# Выбранный отрывок
════════════════

Незадолго до того, как Лолита наконец сбегает, придумав вместе с Куильти (повествователь называет его “зверем”) хитроумный план, Гумберта Гумберта охватывает паранойя – “мания преследования”1, по словам героя. Однако перед тем как сбываются самые дурные его предчувствия, мания чуть ослабевает:

В конце концов, господа, становилось достаточно ясно, что все эти идентичные детективы в призматически-меняющихся автомобилях были порождением моей мании преследования, повторными видениями, основанными на совпадениях и случайном сходстве. Soyons logiques, кукарекала и петушилась галльская часть моего рассудка, прогоняя всякую мысль, что какой-нибудь очарованный Лолитой коммивояжер или гангстер из кинокомедии и его приспешники травят меня, надувают меня и разными другими уморительными способами пользуются моим странным положением перед законом2.

Лолита и Гумберт Гумберт приезжают в Эльфинстон, городок в горах в одном из западных штатов. Предыдущие дни были сущим кошмаром. Гумберт, помимо прочих неприятностей, перенес сердечный приступ: он чувствовал, что это путешествие обернется крахом всех его надежд. Он вот-вот постигнет нечто важное для себя. Это осознание сопровождает провал его замысла удерживать нимфетку в рабстве, продолжать ее насиловать. Пожалуй, мало что в романе вызывает такое отвращение, как эти рассуждения Гумберта Гумберта:

…признаюсь… я переходил в течение того же дня от одного полюса сумасшествия к другому – от мысли, что около 1950-го года мне придется тем или иным способом отделаться от трудного подростка, чье волшебное нимфетство к тому времени испарится, – к мысли, что при некотором прилежании и везении мне, может быть, удастся в недалеком будущем произвести изящнейшую нимфетку с моей кровью в жилах, Лолиту Вторую, которой было бы восемь или девять лет в 1960-м году, когда я еще был бы dans la force de l’âge; больше скажу – у подзорной трубы моего ума или безумия, хватало силы различить в отдалении… слюнявого д-ра Гумберта, упражняющегося на бесконечно прелестной Лолите Третьей в “искусстве быть дедом”3.

════════════════

# Список строк
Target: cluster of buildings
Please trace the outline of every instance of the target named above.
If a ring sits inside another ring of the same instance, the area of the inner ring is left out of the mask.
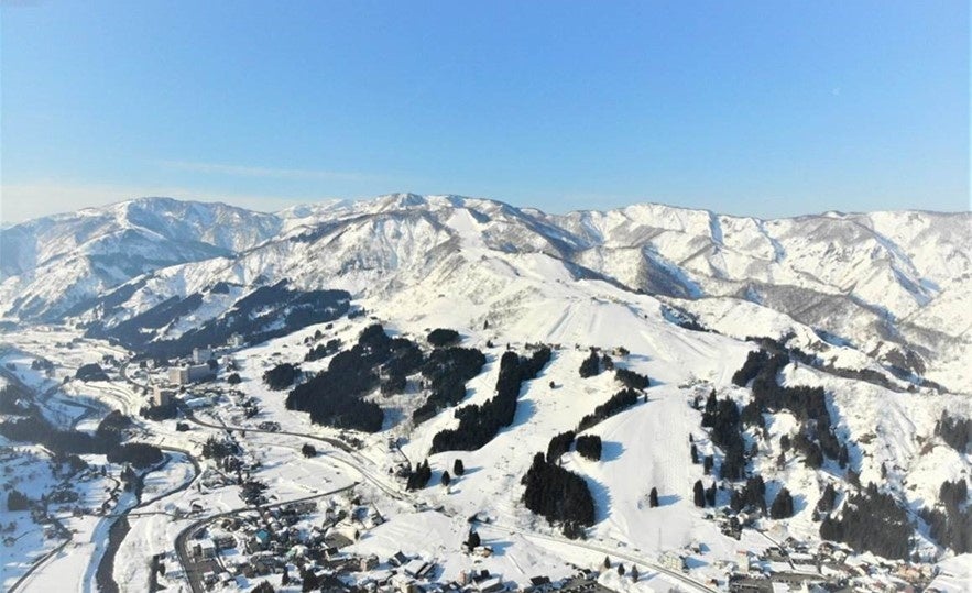
[[[823,541],[816,547],[793,538],[760,554],[739,552],[729,572],[729,590],[736,593],[808,591],[922,591],[935,578],[929,564],[863,559],[852,550]]]
[[[193,356],[185,364],[168,369],[168,382],[173,385],[188,385],[216,378],[216,365],[212,350],[208,348],[194,348]]]

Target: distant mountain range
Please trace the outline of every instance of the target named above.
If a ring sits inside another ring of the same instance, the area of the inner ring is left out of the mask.
[[[282,281],[287,290],[341,289],[352,299],[438,282],[446,296],[481,303],[483,319],[513,306],[490,300],[511,282],[602,281],[656,296],[679,323],[817,352],[840,348],[859,355],[849,363],[842,354],[842,364],[972,393],[970,248],[969,212],[761,220],[643,204],[557,216],[396,194],[261,213],[142,198],[0,230],[0,315],[110,336],[160,304],[168,310],[196,295],[144,329],[151,342],[176,339]],[[516,257],[533,263],[518,268]],[[512,279],[498,270],[510,265]]]

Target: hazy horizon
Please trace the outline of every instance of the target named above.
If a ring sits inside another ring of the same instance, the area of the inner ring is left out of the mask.
[[[549,212],[970,208],[964,3],[0,11],[4,223],[398,190]]]

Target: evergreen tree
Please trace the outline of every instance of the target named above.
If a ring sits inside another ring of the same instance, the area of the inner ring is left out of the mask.
[[[600,372],[601,359],[598,356],[598,352],[592,348],[590,355],[580,363],[580,377],[587,378],[589,376],[594,376]]]
[[[706,486],[702,485],[701,480],[698,480],[696,482],[696,485],[692,488],[692,493],[693,493],[692,499],[695,501],[696,506],[698,506],[700,508],[705,507],[706,506]]]
[[[769,517],[774,519],[785,519],[791,517],[793,513],[793,496],[790,496],[788,490],[783,488],[779,491],[779,494],[776,495],[776,499],[773,501],[773,505],[769,507]]]

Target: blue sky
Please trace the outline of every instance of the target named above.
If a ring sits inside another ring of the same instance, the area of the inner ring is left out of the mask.
[[[0,218],[391,191],[969,204],[969,4],[0,3]]]

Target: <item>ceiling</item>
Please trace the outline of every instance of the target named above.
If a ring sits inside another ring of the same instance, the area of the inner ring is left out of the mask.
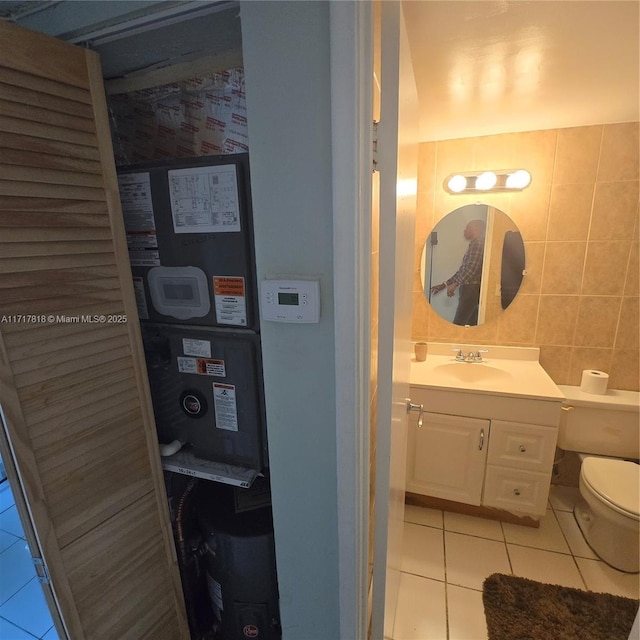
[[[97,50],[113,78],[239,48],[238,6],[0,0],[0,17]],[[420,139],[638,120],[638,7],[637,0],[404,0]]]
[[[639,119],[637,1],[407,1],[422,140]]]

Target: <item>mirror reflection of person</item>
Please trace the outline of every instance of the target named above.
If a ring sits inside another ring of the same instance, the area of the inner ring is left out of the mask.
[[[431,293],[436,294],[443,289],[452,297],[459,289],[458,307],[453,318],[453,324],[478,324],[478,306],[480,304],[480,280],[482,278],[482,259],[484,257],[483,220],[471,220],[464,230],[464,237],[469,241],[469,247],[462,257],[460,268],[442,284],[431,287]]]

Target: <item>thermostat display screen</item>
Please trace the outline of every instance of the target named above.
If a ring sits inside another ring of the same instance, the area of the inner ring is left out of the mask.
[[[300,304],[300,296],[297,293],[278,292],[278,304]]]
[[[318,280],[263,280],[262,317],[272,322],[319,322]]]
[[[162,285],[162,289],[167,300],[193,300],[195,298],[194,288],[188,284],[165,283]]]

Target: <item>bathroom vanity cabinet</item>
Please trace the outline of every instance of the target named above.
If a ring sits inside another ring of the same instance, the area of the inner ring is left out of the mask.
[[[422,427],[416,413],[409,418],[407,492],[520,517],[544,515],[563,395],[537,358],[494,360],[492,371],[484,370],[490,382],[472,364],[424,365],[411,365],[411,402],[422,404],[424,414]]]
[[[480,504],[489,426],[489,420],[430,412],[420,428],[411,421],[407,491]]]
[[[411,399],[433,411],[425,411],[422,427],[417,416],[409,420],[407,491],[544,515],[558,403],[413,386]]]

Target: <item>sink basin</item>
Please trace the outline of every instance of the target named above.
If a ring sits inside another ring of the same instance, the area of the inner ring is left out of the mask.
[[[453,352],[487,349],[484,362],[459,362]],[[469,391],[518,398],[562,400],[564,396],[540,366],[537,347],[429,342],[426,360],[411,359],[411,385],[443,391]]]
[[[440,364],[433,368],[433,374],[453,378],[460,382],[498,382],[513,379],[509,372],[479,362]]]

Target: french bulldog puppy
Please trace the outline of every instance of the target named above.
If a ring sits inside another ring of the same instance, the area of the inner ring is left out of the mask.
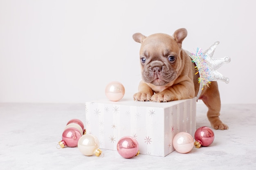
[[[195,64],[182,44],[187,32],[176,30],[173,36],[156,33],[146,37],[134,34],[134,40],[141,43],[139,51],[142,80],[134,100],[167,102],[194,97],[199,91],[198,75]],[[208,108],[207,115],[213,128],[227,129],[220,119],[220,99],[217,82],[204,88],[199,99]]]

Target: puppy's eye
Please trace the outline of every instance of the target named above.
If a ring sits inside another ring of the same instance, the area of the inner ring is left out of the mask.
[[[146,62],[146,58],[143,57],[140,59],[140,60],[142,63],[145,63]]]
[[[173,62],[175,60],[175,57],[173,56],[170,56],[168,57],[168,60],[170,62]]]

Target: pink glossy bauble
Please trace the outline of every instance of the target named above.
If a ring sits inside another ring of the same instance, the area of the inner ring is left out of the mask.
[[[105,88],[106,96],[112,101],[116,102],[120,100],[124,97],[125,93],[124,87],[118,82],[110,82]]]
[[[81,128],[82,128],[82,130],[83,130],[83,134],[85,134],[86,133],[86,130],[84,128],[84,125],[82,121],[80,120],[77,119],[72,119],[68,121],[67,124],[67,125],[72,123],[75,123],[79,125],[80,126],[81,126]]]
[[[177,152],[182,153],[188,153],[193,148],[194,139],[189,133],[180,132],[173,138],[173,145]]]
[[[77,146],[78,140],[82,136],[79,130],[75,128],[70,127],[64,130],[62,133],[62,140],[59,142],[61,148],[64,146],[75,147]]]
[[[138,141],[134,137],[126,136],[117,142],[117,148],[118,153],[125,158],[131,158],[139,153]]]
[[[195,146],[196,148],[208,146],[214,140],[214,133],[209,127],[202,126],[198,128],[195,132]]]

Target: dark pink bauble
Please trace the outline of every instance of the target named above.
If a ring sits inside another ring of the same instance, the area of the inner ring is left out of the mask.
[[[117,142],[117,148],[118,153],[125,158],[131,158],[139,153],[138,141],[130,136],[120,139]]]
[[[75,124],[78,124],[80,126],[81,126],[81,128],[82,128],[82,129],[83,129],[83,130],[84,130],[84,126],[83,125],[83,124],[80,120],[77,119],[72,119],[68,121],[68,122],[67,124],[67,125],[72,123],[74,123]]]
[[[62,133],[62,140],[59,144],[63,148],[63,145],[69,147],[75,147],[77,146],[78,140],[82,136],[80,131],[73,127],[68,128],[65,129]],[[61,145],[63,143],[63,145]]]
[[[214,133],[212,130],[207,126],[198,128],[195,132],[195,144],[196,148],[201,146],[208,146],[211,145],[214,140]],[[197,146],[198,145],[198,147]]]

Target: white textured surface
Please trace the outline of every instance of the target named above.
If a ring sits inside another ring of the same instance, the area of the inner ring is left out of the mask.
[[[197,128],[209,126],[207,108],[198,104]],[[87,157],[77,148],[57,149],[71,119],[84,123],[85,104],[0,104],[0,169],[6,170],[256,169],[256,104],[223,105],[227,130],[214,130],[207,147],[164,157],[140,155],[126,159],[104,150],[103,157]]]

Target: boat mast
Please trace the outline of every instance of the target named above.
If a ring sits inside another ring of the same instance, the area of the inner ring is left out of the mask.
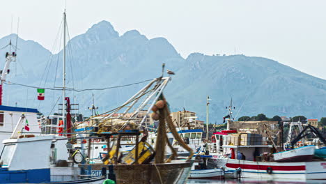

════════════════

# Что сделать
Выпишите без изменений фрагмент отрывка о «Лолите» от слов «Незадолго до того, как» до слов «положением перед законом2.».

# Ответ на задание
Незадолго до того, как Лолита наконец сбегает, придумав вместе с Куильти (повествователь называет его “зверем”) хитроумный план, Гумберта Гумберта охватывает паранойя – “мания преследования”1, по словам героя. Однако перед тем как сбываются самые дурные его предчувствия, мания чуть ослабевает:

В конце концов, господа, становилось достаточно ясно, что все эти идентичные детективы в призматически-меняющихся автомобилях были порождением моей мании преследования, повторными видениями, основанными на совпадениях и случайном сходстве. Soyons logiques, кукарекала и петушилась галльская часть моего рассудка, прогоняя всякую мысль, что какой-нибудь очарованный Лолитой коммивояжер или гангстер из кинокомедии и его приспешники травят меня, надувают меня и разными другими уморительными способами пользуются моим странным положением перед законом2.